Turn the lines below into a numbered list, leaving out any blank lines, starting with the line containing "Provide one marker per instance of the small" and continuing through the final line.

::: Extracted material :::

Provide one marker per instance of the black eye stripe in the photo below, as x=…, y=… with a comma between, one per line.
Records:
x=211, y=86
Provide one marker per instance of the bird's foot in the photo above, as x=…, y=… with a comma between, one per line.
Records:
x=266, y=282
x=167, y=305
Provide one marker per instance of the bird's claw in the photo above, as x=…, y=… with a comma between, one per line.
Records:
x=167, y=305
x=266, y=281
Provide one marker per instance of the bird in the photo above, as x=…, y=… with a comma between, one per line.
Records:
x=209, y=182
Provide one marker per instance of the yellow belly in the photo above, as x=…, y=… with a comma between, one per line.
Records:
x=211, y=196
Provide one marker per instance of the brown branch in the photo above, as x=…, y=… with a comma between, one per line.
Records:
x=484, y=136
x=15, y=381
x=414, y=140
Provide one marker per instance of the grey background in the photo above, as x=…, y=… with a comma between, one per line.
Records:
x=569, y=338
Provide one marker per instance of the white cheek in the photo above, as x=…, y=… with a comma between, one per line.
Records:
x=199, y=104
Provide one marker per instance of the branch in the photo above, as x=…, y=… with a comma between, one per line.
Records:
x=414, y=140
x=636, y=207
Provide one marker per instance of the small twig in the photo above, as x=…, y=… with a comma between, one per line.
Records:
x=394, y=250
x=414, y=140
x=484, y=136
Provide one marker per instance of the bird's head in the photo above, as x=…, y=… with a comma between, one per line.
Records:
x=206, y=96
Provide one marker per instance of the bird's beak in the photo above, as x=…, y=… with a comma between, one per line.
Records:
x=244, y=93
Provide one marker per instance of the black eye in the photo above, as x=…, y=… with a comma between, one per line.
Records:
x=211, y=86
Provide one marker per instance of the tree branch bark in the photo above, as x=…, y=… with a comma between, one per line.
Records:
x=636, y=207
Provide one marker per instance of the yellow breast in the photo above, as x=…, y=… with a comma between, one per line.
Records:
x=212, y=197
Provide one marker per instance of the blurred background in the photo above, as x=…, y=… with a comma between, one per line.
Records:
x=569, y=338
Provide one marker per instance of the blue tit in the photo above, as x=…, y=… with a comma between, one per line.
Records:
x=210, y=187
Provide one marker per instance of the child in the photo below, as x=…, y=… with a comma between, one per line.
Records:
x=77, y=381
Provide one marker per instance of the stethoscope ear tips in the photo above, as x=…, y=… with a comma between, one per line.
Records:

:::

_Reply_
1. Provide one marker per instance of the small twig in the photo above, as x=…, y=… with a comma between, one per line.
2. Records:
3. x=394, y=250
4. x=414, y=140
5. x=484, y=136
6. Provide one marker per instance of the bird's head in the photo above, as x=…, y=… with a comma between, one per line.
7. Records:
8. x=206, y=96
9. Provide one marker per instance of the bird's beak in the photo above, as x=…, y=… with a comma between, one per line.
10. Records:
11. x=244, y=93
12. Provide one marker per instance of the black eye in the photo above, as x=…, y=… with a comma between, one per line.
13. Records:
14. x=211, y=86
15. Provide one marker per instance of the tree branch bark in the photo above, as x=…, y=… with a comma between, one per line.
16. Records:
17. x=636, y=207
18. Provide one marker per instance of the yellow breast in the photo above, as x=…, y=… with a comma between, one per line.
19. Records:
20. x=212, y=197
21. Provide one marker per instance of the blurred background in the photo above, as x=…, y=… with a comma between, one per line.
22. Records:
23. x=569, y=338
24. Provide one marker per instance of the blue tit in the photo above, as x=…, y=… with a comma between, one per line.
25. Records:
26. x=210, y=187
27. Provide one marker per instance of the child in the photo below, as x=…, y=… with a comma between, one per line.
28. Records:
29. x=77, y=381
30. Provide one marker per instance of the stethoscope ear tips in the photo above, as x=…, y=… with a comma between, one per line.
31. Records:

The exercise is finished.